EXERCISE TASKS →
A: In the post about Dr. Kathleen Mackenzie, which people does the text name as being affected by what we do to our bodies and brains?
B: Duplicate the part of the post about Dr. Kathleen Mackenzie that opens with the words containing "From the Clinician" and closes with "functioning and wellbeing.".

──────── TEXT SECTION

December 03, 2021

We Know So Much More Now…

From the Clinician AND From the Lived Experience

Last spring we posted about mind-body insights and tools for stress regulation that we learned from Dr. Kathleen Mackenzie at the Active Minds conference, and recently we had a chance to catch up with her directly.  Dr. Mackenzie’s insights are especially powerful since they stem from a broad academic and clinical career, as well as personal life experiences with racial concerns and mental and physical health issues. Dr. Mackenzie’s background motivated her to develop a scientific understanding of the factors that contribute to our overall functioning and wellbeing. 

As outlined in her bio, Dr. Mackenzie has a background in clinical social work across various settings, academic contributions at Northeastern University, and certification in mental health integrative medicine. As she personally addressed her health ‘through the help of alternative medicine and a lot of research, she realized that individual, social, and group dysfunction has a lot to do with a lack of knowledge about how what we do to our bodies and brains not only impacts our health and our lives, but it also impacts the people around us, including family, co-workers, community members, and future generations.’

Much of what we are learning from Dr. Mackenzie is also included in this interview with the New Bedford Guide, where Dr. Mackenzie highlights her views on mental health, regulation, and mind-body concerns. She promotes a need for understanding ourselves and our lives in context, and highlights that help seeking is a good thing.  We invite you to listen as she talks mind-body connections: sleep as ‘the number one thing,’ the importance of setting body clocks and the dangers of electronics, and benefits of good nutrition, sunlight and fresh air, exercise, and other habits for mental health and wellbeing.

────────────────
──────── LISTED RECORDS

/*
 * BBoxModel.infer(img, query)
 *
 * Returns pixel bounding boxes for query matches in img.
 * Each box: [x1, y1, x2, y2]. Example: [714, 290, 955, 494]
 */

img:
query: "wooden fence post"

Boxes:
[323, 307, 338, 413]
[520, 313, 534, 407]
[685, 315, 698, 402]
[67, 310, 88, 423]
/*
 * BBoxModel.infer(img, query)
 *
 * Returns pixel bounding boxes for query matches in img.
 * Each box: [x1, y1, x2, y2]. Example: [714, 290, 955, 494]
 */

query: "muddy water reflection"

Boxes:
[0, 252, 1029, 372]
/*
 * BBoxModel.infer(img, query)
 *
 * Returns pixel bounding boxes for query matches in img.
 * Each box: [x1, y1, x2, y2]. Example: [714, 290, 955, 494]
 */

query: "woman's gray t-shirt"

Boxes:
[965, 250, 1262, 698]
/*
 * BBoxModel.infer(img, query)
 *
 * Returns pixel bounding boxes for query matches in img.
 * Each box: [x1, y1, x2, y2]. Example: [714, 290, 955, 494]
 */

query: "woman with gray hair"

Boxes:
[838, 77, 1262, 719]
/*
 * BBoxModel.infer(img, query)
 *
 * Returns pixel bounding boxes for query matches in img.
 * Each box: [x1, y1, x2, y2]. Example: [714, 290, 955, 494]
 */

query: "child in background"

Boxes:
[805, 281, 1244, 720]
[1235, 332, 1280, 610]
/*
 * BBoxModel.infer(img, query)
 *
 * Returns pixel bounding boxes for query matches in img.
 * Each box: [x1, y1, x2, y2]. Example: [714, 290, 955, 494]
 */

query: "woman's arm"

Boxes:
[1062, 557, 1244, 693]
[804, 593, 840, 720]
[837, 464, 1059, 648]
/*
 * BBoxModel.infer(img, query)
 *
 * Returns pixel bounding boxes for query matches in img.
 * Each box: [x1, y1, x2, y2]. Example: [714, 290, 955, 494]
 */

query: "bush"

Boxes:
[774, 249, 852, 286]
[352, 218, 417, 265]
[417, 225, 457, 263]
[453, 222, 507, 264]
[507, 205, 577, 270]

────────────────

RESULTS BY TASK →
A: family, co-workers, community members, future generations

B:
From the Clinician AND From the Lived Experience

Last spring we posted about mind-body insights and tools for stress regulation that we learned from Dr. Kathleen Mackenzie at the Active Minds conference, and recently we had a chance to catch up with her directly.  Dr. Mackenzie’s insights are especially powerful since they stem from a broad academic and clinical career, as well as personal life experiences with racial concerns and mental and physical health issues. Dr. Mackenzie’s background motivated her to develop a scientific understanding of the factors that contribute to our overall functioning and wellbeing.